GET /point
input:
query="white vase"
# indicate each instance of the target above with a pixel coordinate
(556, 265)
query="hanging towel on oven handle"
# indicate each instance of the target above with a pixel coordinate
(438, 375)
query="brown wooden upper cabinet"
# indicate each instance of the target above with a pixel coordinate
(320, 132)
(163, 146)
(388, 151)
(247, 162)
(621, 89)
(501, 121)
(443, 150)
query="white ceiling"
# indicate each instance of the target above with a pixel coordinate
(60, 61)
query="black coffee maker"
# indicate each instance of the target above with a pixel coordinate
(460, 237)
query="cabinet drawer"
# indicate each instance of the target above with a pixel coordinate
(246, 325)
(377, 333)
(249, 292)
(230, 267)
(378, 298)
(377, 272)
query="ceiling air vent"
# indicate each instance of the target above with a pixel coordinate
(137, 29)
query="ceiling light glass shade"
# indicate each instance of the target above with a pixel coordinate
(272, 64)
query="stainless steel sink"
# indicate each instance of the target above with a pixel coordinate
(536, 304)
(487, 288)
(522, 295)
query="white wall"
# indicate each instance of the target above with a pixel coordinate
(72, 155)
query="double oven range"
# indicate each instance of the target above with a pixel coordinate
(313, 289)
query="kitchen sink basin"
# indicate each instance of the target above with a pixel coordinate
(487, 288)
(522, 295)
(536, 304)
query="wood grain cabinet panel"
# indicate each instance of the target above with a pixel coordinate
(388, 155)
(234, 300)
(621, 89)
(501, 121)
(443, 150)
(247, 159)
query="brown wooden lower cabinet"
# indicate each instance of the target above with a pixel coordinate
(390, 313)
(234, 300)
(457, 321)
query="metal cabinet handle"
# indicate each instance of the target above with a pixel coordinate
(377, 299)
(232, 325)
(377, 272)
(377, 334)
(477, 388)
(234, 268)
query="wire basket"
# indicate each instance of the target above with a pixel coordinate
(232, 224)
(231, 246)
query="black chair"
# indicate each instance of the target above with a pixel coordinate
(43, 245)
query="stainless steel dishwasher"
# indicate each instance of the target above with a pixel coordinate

● ● ● ● ●

> To do: Reproduce the listing shown above in its entirety, exactly.

> Exercise output:
GET /point
input:
query="white vase"
# indicate each instance of the target above with a pixel coordinate
(556, 265)
query="hanging towel on oven handle"
# indicate each instance of the target above with a pixel coordinate
(438, 375)
query="brown wooden upper cabinet"
# indicate each instance of the target above with a pixel coordinate
(320, 132)
(163, 146)
(388, 151)
(247, 162)
(621, 89)
(501, 121)
(443, 150)
query="white ceiling"
# indicate each instance of the target above with a pixel coordinate
(60, 61)
query="black coffee maker"
# indicate each instance of the target above with a pixel coordinate
(460, 237)
query="cabinet drawer"
# indicate each instance of the target above with a pixel coordinate
(246, 325)
(377, 333)
(249, 292)
(230, 267)
(378, 298)
(377, 272)
query="ceiling air vent"
# indicate each instance of the target above with a pixel coordinate
(137, 29)
query="ceiling light glass shade"
# indicate each instance of the target above with a pixel coordinate
(272, 64)
query="stainless steel sink"
# indicate each instance of the target above with a pixel coordinate
(536, 304)
(487, 288)
(522, 295)
query="white wall"
# indicate each instance of the target above with a pixel coordinate
(72, 155)
query="double oven range"
# indicate each instance of the target above with a pixel coordinate
(313, 289)
query="kitchen sink basin"
# indicate each instance of the target above with a pixel coordinate
(487, 288)
(522, 295)
(536, 304)
query="wood grain cabinet panel"
# indicate each instance of the target above with a pixel coordinate
(388, 155)
(234, 300)
(621, 89)
(501, 121)
(443, 150)
(247, 159)
query="brown wooden lower cabinet"
# indicate each instance of the target above with a pixel coordinate
(390, 313)
(234, 300)
(457, 321)
query="metal cabinet handle"
# indicate each instance of the target above with a pixel coordinate
(377, 299)
(232, 325)
(377, 272)
(377, 334)
(477, 388)
(234, 268)
query="wire basket"
# indicate each instance of the target above with a pixel coordinate
(232, 224)
(231, 246)
query="black chair"
# indicate each instance of the target above with a pixel coordinate
(43, 245)
query="stainless steel dishwasher"
# indicate each instance of the target above with a pixel coordinate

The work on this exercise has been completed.